| 目的 |
以下のデータのうち、文字列「lane」を含む行をすべて集めてください。大文字と小文字は区別します。

--- --- ---

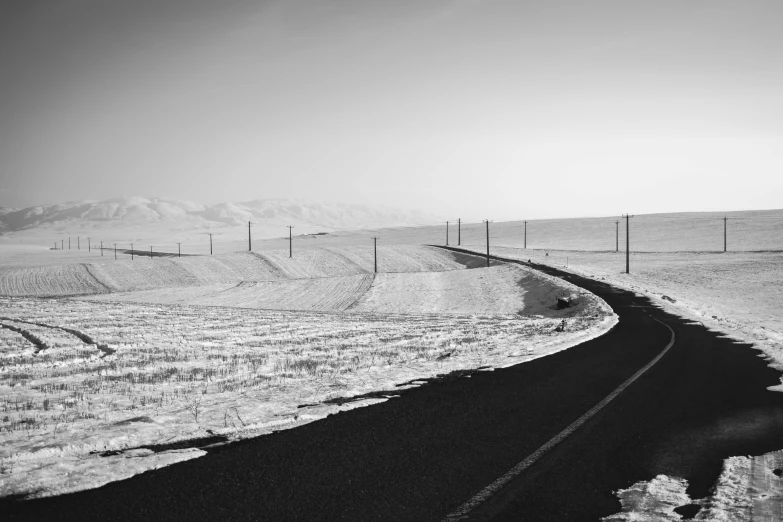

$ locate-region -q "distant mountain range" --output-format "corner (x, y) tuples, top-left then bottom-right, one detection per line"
(0, 197), (440, 242)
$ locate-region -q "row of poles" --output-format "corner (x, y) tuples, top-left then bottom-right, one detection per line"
(49, 221), (380, 273)
(448, 214), (729, 274)
(49, 214), (728, 274)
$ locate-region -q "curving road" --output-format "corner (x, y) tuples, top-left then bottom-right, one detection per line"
(7, 250), (783, 522)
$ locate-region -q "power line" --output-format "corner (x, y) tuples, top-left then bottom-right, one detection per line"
(623, 214), (633, 274)
(484, 219), (489, 268)
(372, 236), (379, 274)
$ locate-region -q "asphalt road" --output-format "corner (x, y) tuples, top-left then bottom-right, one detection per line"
(6, 250), (783, 522)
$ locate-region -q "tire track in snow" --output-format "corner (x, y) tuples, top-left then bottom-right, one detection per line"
(0, 317), (49, 353)
(0, 317), (117, 356)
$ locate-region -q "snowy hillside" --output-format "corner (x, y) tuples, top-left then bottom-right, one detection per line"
(0, 197), (439, 239)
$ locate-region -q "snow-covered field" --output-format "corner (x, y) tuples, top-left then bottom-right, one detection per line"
(460, 242), (783, 521)
(0, 246), (616, 496)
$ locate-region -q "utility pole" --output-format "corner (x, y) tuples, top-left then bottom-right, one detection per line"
(372, 237), (378, 274)
(623, 214), (633, 274)
(484, 219), (489, 268)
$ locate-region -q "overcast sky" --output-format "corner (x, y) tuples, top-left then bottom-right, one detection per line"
(0, 0), (783, 219)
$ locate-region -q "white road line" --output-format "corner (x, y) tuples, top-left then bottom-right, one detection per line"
(443, 317), (675, 522)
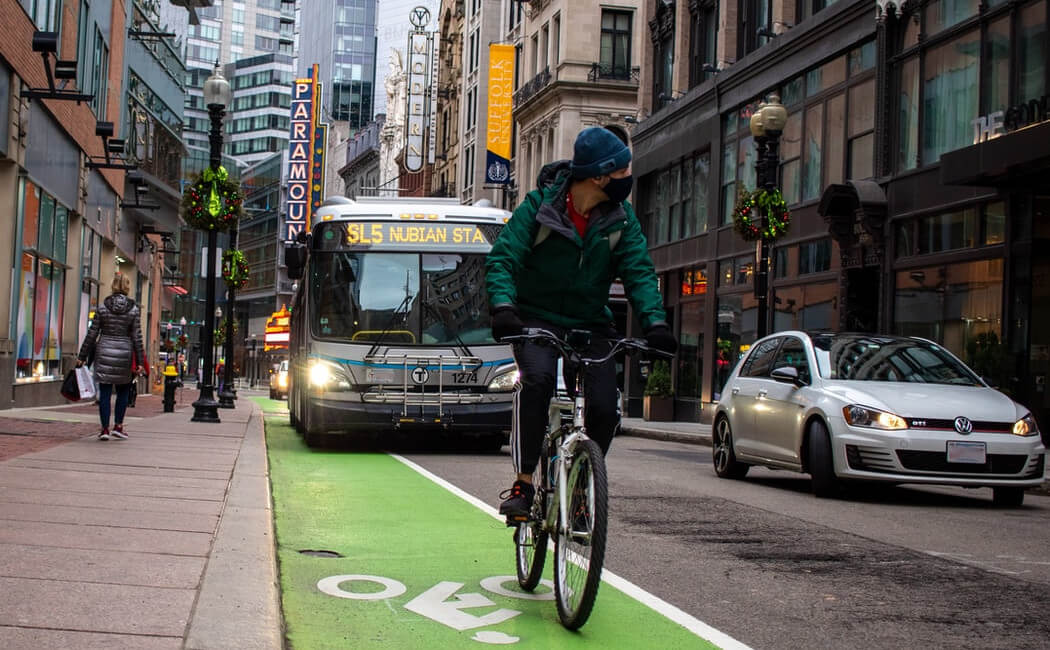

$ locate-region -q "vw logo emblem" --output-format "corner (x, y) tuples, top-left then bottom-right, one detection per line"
(408, 6), (431, 29)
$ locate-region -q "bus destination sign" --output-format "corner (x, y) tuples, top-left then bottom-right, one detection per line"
(321, 222), (490, 247)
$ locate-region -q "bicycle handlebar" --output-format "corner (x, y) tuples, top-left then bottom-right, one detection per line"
(501, 328), (674, 365)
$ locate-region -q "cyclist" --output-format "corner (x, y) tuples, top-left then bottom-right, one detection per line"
(485, 127), (676, 518)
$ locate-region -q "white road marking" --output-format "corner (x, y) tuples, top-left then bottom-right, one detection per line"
(391, 454), (751, 650)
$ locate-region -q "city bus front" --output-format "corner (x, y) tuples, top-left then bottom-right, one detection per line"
(290, 213), (517, 448)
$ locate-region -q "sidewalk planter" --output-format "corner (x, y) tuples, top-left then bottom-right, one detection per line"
(642, 395), (674, 422)
(642, 361), (674, 422)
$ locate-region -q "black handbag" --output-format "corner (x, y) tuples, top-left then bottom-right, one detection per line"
(59, 370), (80, 402)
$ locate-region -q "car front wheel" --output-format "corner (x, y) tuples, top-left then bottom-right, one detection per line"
(711, 417), (751, 479)
(991, 487), (1025, 508)
(806, 421), (842, 499)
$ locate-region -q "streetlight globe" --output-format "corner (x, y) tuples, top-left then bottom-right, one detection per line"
(204, 61), (232, 108)
(762, 92), (788, 133)
(751, 102), (765, 138)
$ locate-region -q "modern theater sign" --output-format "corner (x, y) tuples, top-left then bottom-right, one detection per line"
(284, 63), (328, 240)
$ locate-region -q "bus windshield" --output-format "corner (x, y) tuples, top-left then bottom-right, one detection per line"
(310, 251), (495, 345)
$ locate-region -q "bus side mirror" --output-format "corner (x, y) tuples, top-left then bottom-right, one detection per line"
(285, 244), (307, 280)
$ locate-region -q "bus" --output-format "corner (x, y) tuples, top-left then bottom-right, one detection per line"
(285, 196), (518, 450)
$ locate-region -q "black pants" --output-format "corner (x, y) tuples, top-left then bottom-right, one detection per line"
(510, 320), (617, 474)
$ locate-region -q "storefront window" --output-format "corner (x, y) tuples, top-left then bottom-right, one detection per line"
(1017, 0), (1050, 103)
(773, 281), (839, 332)
(711, 292), (758, 401)
(894, 258), (1003, 359)
(981, 16), (1010, 116)
(922, 32), (981, 165)
(15, 181), (68, 381)
(926, 0), (978, 35)
(897, 56), (919, 171)
(675, 300), (704, 399)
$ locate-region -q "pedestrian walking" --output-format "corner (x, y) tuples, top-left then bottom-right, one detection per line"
(77, 272), (149, 440)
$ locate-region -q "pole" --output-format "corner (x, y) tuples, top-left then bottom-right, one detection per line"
(218, 224), (238, 408)
(190, 104), (226, 422)
(755, 135), (772, 339)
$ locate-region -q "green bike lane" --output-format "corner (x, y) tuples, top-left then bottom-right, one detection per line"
(257, 398), (744, 650)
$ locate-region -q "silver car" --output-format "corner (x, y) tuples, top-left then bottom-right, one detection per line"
(712, 332), (1046, 507)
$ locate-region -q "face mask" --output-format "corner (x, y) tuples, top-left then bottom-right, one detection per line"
(602, 175), (634, 203)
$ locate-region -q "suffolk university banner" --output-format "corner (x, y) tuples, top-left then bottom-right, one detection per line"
(485, 44), (515, 184)
(285, 63), (328, 240)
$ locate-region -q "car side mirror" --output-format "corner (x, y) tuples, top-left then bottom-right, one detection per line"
(770, 365), (802, 385)
(285, 244), (307, 280)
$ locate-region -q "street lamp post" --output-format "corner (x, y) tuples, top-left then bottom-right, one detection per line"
(218, 224), (238, 408)
(751, 92), (788, 338)
(190, 62), (231, 422)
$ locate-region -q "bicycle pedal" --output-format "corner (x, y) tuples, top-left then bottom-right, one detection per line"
(507, 515), (528, 527)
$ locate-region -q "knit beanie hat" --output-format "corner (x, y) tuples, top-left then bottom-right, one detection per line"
(571, 126), (631, 179)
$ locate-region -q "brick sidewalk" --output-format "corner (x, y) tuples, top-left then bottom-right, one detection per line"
(0, 394), (192, 461)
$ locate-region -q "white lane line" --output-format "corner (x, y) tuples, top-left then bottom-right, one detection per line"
(391, 454), (751, 650)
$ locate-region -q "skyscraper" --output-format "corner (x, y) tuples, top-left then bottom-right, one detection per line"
(298, 0), (380, 132)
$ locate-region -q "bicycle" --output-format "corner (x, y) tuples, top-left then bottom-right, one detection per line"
(503, 328), (671, 630)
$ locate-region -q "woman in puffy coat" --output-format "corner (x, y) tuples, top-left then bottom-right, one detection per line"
(77, 273), (146, 440)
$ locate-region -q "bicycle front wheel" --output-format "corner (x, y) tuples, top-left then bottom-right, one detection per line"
(554, 440), (609, 630)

--- --- ---

| 解答 |
$ locate-region -q "green bike lane" --output-format "corner (x, y) tuples, top-left then bottom-right, one detection per line"
$ locate-region -q "white lane line" --output-format "corner (x, y) tuples, top-left then bottom-right, one detection per line"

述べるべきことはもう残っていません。